→ Task instructions
What is the number of lines in these records that hold the word "wooden"? Reply with that number alone.

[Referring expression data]
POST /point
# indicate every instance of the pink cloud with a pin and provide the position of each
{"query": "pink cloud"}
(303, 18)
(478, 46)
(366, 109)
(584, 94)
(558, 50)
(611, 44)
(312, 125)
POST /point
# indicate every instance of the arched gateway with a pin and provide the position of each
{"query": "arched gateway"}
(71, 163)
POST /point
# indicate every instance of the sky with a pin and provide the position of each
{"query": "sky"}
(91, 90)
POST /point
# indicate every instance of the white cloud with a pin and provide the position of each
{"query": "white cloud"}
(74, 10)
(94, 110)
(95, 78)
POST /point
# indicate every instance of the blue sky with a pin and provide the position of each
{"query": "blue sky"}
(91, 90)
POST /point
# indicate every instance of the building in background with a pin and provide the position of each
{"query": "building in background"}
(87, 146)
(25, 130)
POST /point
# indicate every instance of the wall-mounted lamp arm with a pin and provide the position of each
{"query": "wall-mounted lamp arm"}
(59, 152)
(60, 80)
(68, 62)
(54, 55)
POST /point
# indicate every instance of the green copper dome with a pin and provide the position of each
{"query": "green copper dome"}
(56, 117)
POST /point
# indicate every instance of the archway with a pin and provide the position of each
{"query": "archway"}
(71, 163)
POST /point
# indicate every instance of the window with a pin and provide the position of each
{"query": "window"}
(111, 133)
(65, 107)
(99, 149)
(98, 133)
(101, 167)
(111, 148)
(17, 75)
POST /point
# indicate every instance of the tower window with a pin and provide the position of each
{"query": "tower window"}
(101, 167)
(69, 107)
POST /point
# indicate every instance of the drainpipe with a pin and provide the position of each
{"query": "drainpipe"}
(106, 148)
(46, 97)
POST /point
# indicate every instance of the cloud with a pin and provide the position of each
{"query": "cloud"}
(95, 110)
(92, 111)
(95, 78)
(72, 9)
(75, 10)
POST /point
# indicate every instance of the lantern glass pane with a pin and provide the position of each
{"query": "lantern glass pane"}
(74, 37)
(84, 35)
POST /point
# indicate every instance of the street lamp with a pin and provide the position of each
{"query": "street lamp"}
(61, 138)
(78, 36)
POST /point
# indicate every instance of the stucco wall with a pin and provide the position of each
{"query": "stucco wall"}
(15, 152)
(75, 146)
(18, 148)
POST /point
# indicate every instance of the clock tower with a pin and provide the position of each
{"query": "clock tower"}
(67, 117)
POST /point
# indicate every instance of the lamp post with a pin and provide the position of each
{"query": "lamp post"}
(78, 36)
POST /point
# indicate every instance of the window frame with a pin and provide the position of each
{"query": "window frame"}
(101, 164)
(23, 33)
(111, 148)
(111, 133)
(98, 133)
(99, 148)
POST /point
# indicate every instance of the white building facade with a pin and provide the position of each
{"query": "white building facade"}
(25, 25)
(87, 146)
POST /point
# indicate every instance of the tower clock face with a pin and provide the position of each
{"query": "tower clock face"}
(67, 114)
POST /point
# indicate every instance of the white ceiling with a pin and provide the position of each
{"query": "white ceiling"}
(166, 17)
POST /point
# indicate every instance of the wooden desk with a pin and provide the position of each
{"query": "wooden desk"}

→ Result
2